(YOUR OBJECTIVE):
When you reach the line containing "Every instance of the wispy" in the data below, begin returning lines exactly as written, and stop once the line containing "Every instance of the shallow" has been returned.

====== SUPPLIED RECORDS ======

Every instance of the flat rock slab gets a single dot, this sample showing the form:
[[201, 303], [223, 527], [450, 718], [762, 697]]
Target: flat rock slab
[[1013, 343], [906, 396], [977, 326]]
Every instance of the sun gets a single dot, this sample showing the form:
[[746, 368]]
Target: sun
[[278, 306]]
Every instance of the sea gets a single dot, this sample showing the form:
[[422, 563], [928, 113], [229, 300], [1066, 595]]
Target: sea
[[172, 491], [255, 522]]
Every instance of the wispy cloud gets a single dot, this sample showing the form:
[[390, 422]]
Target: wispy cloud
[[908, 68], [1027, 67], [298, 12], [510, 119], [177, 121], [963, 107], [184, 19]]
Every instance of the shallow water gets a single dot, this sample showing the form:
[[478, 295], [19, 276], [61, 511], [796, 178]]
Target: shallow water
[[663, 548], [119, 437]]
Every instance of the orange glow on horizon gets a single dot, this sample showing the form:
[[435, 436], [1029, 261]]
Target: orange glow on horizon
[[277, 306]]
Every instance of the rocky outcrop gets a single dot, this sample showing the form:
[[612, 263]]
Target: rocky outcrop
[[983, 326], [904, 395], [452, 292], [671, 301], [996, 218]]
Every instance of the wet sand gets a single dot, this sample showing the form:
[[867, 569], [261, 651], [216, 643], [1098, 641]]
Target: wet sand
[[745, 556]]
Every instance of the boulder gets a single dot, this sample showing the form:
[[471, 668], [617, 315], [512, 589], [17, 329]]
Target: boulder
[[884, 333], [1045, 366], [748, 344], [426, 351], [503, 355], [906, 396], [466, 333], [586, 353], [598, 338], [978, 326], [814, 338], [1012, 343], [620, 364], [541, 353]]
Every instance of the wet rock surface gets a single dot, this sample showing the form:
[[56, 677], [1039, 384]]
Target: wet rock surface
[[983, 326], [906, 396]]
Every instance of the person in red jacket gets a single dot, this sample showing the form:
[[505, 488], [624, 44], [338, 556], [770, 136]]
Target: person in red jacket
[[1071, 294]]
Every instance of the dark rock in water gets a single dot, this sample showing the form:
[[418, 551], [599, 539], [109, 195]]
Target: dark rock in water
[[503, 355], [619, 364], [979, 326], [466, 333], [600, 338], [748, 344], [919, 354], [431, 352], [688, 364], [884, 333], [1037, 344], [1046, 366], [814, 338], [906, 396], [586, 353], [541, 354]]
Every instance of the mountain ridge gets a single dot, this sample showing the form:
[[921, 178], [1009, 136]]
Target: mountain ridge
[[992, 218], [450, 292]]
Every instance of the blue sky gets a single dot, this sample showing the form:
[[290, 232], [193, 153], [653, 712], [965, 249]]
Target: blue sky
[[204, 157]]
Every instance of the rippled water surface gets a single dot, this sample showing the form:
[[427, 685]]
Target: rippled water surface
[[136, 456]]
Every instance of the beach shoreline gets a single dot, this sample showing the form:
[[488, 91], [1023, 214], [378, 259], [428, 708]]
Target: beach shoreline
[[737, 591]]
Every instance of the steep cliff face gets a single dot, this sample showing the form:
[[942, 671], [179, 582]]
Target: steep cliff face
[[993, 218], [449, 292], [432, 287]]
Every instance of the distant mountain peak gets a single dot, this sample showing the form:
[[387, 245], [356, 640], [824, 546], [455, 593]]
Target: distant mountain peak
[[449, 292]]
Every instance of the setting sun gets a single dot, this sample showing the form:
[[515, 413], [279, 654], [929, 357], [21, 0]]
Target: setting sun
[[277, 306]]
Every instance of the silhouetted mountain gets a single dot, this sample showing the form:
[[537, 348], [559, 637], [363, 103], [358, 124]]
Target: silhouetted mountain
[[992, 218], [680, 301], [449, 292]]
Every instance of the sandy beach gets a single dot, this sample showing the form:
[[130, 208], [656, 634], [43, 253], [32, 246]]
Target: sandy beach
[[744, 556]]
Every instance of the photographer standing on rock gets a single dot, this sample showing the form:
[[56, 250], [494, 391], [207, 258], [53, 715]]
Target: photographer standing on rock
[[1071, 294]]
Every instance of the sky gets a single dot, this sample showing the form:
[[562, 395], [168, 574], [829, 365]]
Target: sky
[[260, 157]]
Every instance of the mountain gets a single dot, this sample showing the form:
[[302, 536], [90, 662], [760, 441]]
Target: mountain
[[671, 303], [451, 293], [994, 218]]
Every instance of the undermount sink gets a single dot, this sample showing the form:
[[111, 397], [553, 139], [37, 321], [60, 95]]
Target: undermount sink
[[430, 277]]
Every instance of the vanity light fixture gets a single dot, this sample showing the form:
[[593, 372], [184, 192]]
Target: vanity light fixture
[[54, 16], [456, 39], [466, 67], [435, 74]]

======

(SOLUTION BELOW):
Every instance of the wispy cloud gets a single dot, this sample showing the form:
[[390, 422]]
Target: wispy cloud
[[908, 68], [1027, 67], [298, 12], [510, 119], [177, 121], [963, 107], [184, 19]]
Every instance of the shallow water gets a single dot, this sample showing the form:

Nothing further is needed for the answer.